Input data:
====================

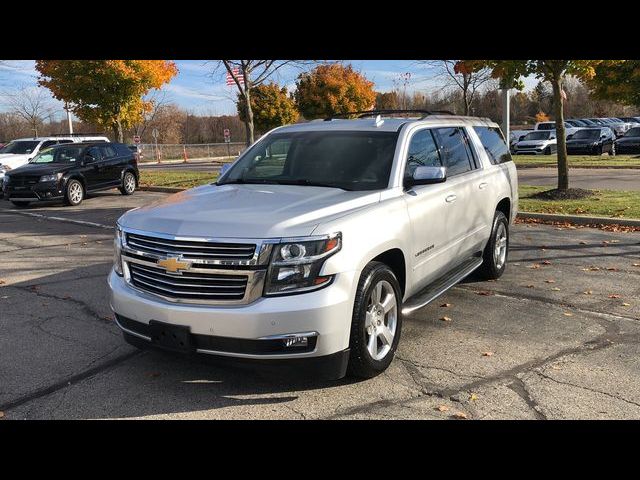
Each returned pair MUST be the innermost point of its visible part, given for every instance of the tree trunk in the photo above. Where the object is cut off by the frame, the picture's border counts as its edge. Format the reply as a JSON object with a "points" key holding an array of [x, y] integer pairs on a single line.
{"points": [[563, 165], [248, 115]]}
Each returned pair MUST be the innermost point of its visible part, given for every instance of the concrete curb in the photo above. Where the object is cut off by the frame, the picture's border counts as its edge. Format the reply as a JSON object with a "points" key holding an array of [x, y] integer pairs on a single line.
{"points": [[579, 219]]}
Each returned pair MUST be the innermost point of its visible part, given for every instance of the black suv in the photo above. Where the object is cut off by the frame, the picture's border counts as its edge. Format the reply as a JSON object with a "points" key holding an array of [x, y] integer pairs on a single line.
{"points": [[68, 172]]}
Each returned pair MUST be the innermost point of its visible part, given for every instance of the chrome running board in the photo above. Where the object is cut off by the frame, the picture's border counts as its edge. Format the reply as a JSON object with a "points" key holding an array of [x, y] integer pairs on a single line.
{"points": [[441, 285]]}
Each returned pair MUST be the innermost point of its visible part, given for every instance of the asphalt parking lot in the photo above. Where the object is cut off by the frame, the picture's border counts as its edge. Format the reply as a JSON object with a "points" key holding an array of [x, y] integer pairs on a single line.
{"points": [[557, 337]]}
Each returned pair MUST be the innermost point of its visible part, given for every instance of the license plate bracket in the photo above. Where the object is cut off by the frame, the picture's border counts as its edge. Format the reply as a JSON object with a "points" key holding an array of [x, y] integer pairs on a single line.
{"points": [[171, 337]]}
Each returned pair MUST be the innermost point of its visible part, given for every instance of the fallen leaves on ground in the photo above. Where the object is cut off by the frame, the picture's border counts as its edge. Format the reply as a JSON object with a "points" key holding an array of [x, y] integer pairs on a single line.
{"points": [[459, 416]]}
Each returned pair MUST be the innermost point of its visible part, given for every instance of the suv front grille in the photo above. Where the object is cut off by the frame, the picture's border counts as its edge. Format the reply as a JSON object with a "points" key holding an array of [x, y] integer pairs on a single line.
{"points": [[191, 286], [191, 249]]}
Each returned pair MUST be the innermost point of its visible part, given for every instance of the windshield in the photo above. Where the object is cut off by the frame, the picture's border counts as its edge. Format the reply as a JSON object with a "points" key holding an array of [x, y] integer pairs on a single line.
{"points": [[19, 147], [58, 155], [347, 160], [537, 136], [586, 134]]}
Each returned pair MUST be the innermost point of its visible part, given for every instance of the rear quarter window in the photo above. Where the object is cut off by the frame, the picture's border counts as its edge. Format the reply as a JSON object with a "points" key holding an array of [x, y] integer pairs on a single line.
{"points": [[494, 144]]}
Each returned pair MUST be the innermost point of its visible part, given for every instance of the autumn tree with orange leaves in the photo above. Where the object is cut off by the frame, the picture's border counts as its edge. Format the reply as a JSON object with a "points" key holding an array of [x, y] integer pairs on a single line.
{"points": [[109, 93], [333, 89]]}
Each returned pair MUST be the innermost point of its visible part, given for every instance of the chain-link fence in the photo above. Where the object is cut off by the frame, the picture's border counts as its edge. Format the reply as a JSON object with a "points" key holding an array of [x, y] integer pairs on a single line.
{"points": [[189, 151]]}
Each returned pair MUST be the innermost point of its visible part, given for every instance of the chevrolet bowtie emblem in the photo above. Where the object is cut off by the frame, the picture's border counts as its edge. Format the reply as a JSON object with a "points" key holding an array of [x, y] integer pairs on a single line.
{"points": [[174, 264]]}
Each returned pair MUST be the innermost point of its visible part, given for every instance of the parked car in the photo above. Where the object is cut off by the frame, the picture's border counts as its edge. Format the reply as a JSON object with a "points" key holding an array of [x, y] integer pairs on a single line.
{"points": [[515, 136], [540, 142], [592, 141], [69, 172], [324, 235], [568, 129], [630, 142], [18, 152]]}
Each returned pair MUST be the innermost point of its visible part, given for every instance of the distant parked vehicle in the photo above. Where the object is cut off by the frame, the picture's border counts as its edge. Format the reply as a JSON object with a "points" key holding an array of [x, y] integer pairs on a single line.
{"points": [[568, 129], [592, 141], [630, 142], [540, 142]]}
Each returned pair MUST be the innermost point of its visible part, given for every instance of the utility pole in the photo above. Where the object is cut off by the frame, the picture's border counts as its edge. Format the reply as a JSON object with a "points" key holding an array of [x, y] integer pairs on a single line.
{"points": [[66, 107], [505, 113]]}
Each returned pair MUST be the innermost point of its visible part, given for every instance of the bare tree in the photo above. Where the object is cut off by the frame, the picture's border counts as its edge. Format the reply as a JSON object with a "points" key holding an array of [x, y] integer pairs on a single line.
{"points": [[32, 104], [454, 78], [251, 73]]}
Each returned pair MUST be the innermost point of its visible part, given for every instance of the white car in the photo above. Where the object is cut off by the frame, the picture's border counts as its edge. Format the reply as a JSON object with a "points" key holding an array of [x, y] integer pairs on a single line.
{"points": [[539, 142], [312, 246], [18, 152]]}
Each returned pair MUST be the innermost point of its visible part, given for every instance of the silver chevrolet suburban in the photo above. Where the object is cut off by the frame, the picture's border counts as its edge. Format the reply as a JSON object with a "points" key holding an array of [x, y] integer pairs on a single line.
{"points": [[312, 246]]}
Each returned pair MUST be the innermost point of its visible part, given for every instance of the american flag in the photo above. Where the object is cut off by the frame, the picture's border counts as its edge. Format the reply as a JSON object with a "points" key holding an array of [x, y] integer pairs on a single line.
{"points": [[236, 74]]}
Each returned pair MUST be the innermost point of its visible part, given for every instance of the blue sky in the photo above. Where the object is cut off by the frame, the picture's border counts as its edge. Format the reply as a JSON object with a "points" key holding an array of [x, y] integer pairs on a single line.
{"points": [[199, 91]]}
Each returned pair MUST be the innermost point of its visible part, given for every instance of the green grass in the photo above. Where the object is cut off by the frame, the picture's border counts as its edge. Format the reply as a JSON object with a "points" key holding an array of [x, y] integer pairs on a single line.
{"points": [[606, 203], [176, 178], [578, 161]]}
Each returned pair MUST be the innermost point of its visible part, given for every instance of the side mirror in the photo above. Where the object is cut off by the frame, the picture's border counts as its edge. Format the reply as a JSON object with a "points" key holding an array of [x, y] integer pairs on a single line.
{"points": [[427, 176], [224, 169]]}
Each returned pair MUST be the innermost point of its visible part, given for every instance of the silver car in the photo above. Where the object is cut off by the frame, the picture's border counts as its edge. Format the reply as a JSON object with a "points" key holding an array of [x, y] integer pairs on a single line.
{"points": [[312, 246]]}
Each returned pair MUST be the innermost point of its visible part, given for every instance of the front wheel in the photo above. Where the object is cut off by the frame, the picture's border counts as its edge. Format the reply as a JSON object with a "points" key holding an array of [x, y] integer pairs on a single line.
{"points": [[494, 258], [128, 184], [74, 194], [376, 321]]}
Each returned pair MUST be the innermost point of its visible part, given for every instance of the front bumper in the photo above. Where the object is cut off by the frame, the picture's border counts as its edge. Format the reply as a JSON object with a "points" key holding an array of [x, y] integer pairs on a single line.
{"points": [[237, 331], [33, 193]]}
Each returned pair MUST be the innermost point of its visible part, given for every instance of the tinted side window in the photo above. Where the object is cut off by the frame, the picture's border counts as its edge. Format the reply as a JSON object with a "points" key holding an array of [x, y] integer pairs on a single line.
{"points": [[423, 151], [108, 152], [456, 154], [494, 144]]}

====================

What this task involves: Images in the records should not be copied. Repeat all the rest exactly.

Answer space:
Each returned pair MUST be the innermost point of its visible part, given for every instance of the tree trunk in the photo above. Where the object is cut off by the frame, the picture's border counts as its edge. Format the reply as a JSON object with a "points" key holding an array of [x, y] integer pairs on a single line.
{"points": [[563, 165], [248, 115]]}
Each returned pair MUST be the innermost point of its visible part, given for every instance of the concrete curb in the photo above. Where the object is cut off by the frame, the picture's border counts as its edge. Format the reply as a JSON object with a "points" key holding an array of [x, y] integer pairs on a single line.
{"points": [[579, 219]]}
Each returned pair MUST be the innermost point of its visible part, given for every instance of the black suv in the photo above. Where the object is cut off by the frame, the picture's border counts as its edge. Format the reply as a JSON object with a "points" key holding an array of [x, y] integer pairs on a single line.
{"points": [[68, 172]]}
Each returned pair MUST be the innermost point of its visible part, given for every instance of the chrome running board in the photo above. Where the object is cut off by the frame, the picture's border counts as its edge. Format the reply as a JSON object with a "points" key holding an array of [x, y] integer pairs on a single line.
{"points": [[441, 285]]}
Each returned pair MUST be the innermost point of its visible part, given for every instance of the asphalt parking lot in the photo above. Where the object is cut off by the frame, the picture's border counts as its edge. Format the reply as a JSON object with a "points" key holding an array of [x, y] integer pairs on a single line.
{"points": [[557, 337]]}
Each returned pair MUST be the innermost point of its visible part, given for every instance of the license plate bracket in the photo above. Where the object is cut off by the frame, the picture's border counts as its edge. Format the reply as a JSON object with a "points" key holding an array of [x, y] integer pairs on a single line.
{"points": [[171, 337]]}
Each returned pair MUST be the innermost point of its visible part, given for every instance of the fallen leaves on ground in the photo above. Where the object is cut off by the frame, the picture's border counts as its edge. Format the reply as a JSON object with a "points" key holding an array of [x, y] integer pairs on a single line.
{"points": [[459, 416]]}
Each returned pair MUST be the innermost point of its visible part, given for every instance of the suv front grille in the photo above. Where the object is cut off by the frame, the picture's border counts as its edge. Format the reply as a JSON object with a "points" key holding an array of [x, y] integer pairs on a single line.
{"points": [[191, 286], [191, 249]]}
Each returned pair MUST be the innermost point of its visible part, given for every instance of the windshield in the photo above. Where the object is cut off by the frame, the picture's border counts as its edge. Format the reply as a JSON object with a "points" key holding an array of [x, y] integer pairs on a single line.
{"points": [[19, 147], [58, 155], [347, 160], [537, 136], [586, 134]]}
Each returned pair MUST be the innermost point of its visible part, given for every instance of the rear quarter window in the photo above. Where the object is cut off by the frame, the picture's border counts as its edge. Format the reply as a JSON object with a "points" key holding an array of [x, y] integer pairs on a single line.
{"points": [[494, 144]]}
Each returned pair MUST be the innermost point of its visible part, given for every instance of the autumn tree with orange leaves in the photo above. Where the object is cut off by the frame, the picture's border counts as its edge. Format the reply as a JSON object with a "points" key holding an array of [x, y] integer pairs on a single line.
{"points": [[109, 93], [333, 89]]}
Each returned pair MUST be the innermost point of its visible part, given for every instance of the chain-link fence in the photo above. Where the object is cut off by the frame, the picture's border counts as its edge. Format the reply as a JSON object with a "points" key holding an array of [x, y] integer pairs on a single line.
{"points": [[189, 151]]}
Each returned pair MUST be the innermost point of its visible part, given for every instance of the chevrolet bowtie emblem in the photo above. Where the object is cut off by the frame, the picture's border counts as its edge. Format the reply as a JSON object with a "points" key holding an array of [x, y] integer pairs on a single line.
{"points": [[174, 264]]}
Each returned pair MUST be the innermost point of its visible part, given for every instance of the parked car in the photo above. Where the object is cut off by the frame, the picture's border counts as its edge. Format the reply as a JSON object with a "points" key holding an array of [x, y] integer pairs on a single line.
{"points": [[515, 136], [540, 142], [592, 141], [69, 172], [324, 235], [568, 129], [630, 142], [18, 152]]}
Each returned pair MUST be the innermost point of its visible part, given for every instance of the distant parked vehicle in the photo above. Where the object is cut off by the frame, the picture's border counts as its edge. Format the reply as a JSON object with a "points" key holding an array of [x, y] integer pairs on a single line.
{"points": [[568, 129], [592, 141], [630, 142], [540, 142]]}
Each returned pair MUST be the innermost point of its visible part, given for every instance of the utility pole in the photo above. Where the object is cut off by the frame, the picture's border counts as its edge. Format the reply as a JSON object with a "points" key holding an array of [x, y] integer pairs on a single line.
{"points": [[66, 107], [505, 113]]}
Each returned pair MUST be the innermost point of its visible part, given for every instance of the bare tree in the photo above. Where the object is cut off by the frame, the picture's border counts as its edge. Format the reply as a JSON object with a "points" key holding an array of [x, y] integer pairs on a single line.
{"points": [[32, 104], [454, 78], [251, 73]]}
Each returned pair MUST be the innermost point of its visible part, given for every instance of the white car in the photo above. Where the object is cut off by the frame, the picture's border counts as its edge. Format the reply as a JSON object with a "points" key holding an array of [x, y] integer pairs on a single line.
{"points": [[539, 142], [312, 246], [18, 152]]}
Each returned pair MUST be the innermost point of its visible part, given for every instance of the silver chevrolet suburban in the photo above. Where the object is cut off by the frame, the picture's border counts as its edge. Format the reply as a JSON object with a "points" key holding an array of [x, y] integer pairs on a single line.
{"points": [[312, 246]]}
Each returned pair MUST be the innermost point of its visible part, given for every instance of the american flag in the photo above. Where the object is cut off by the frame, the picture's border counts as its edge. Format the reply as a JSON object with a "points" key holding an array of [x, y] integer pairs on a single line.
{"points": [[236, 74]]}
Each returned pair MUST be the innermost point of its visible part, given for every instance of the blue sky in the photo above. Where the object is cut off by the frame, the picture's border counts as its edge. Format the reply as a JSON object with a "points" key holding an array of [x, y] integer pairs on a single line.
{"points": [[199, 91]]}
Each returned pair MUST be the innermost point of its visible part, given for every instance of the green grass in the photo above. Where the object is cut off by the frame, the picture's border counts as its edge. Format the reply as a JSON object with a "points" key holding an array of [x, y] integer pairs on a single line.
{"points": [[606, 203], [176, 178], [578, 161]]}
Each returned pair MUST be the innermost point of its visible part, given for every instance of the side mirror in the photo above. Where the object is cut off by the frame, the picture's border counts as its edge. Format the reply as a JSON object with a "points" key holding an array of [x, y] integer pairs on a single line.
{"points": [[427, 176], [224, 169]]}
Each returned pair MUST be the innermost point of its visible part, given for every instance of the silver car in the photo above. Where the object is cut off by the frame, the picture's border counts as its edge. Format the reply as a JSON object with a "points" key holding an array of [x, y] integer pairs on a single line.
{"points": [[312, 246]]}
Each returned pair MUST be the innermost point of its visible part, given for every instance of the front wheel in the photo above. Where the object is cut off by the frame, the picture's border counts as its edge. Format the reply as a JSON object with a "points" key holding an array of [x, y] integer pairs on a single line.
{"points": [[494, 258], [128, 184], [74, 194], [376, 321]]}
Each returned pair MUST be the innermost point of its visible part, given for every instance of the front bumper in the photo above. Where the object is cut off by the frame, the picture's border counts as its edge. Format the reply as a JSON object with a "points" key holding an array of [x, y] integer pairs on a single line.
{"points": [[237, 331], [33, 193]]}
Each returned pair MUST be the innermost point of its visible part, given for every instance of the tinted side window in the photo above. Where the object is cut off by the frame, the picture's border counts as its edge. Format the reply as a JSON object with a "points" key holding an array of [x, y] integer pairs on a single line.
{"points": [[423, 151], [108, 152], [456, 154], [494, 144]]}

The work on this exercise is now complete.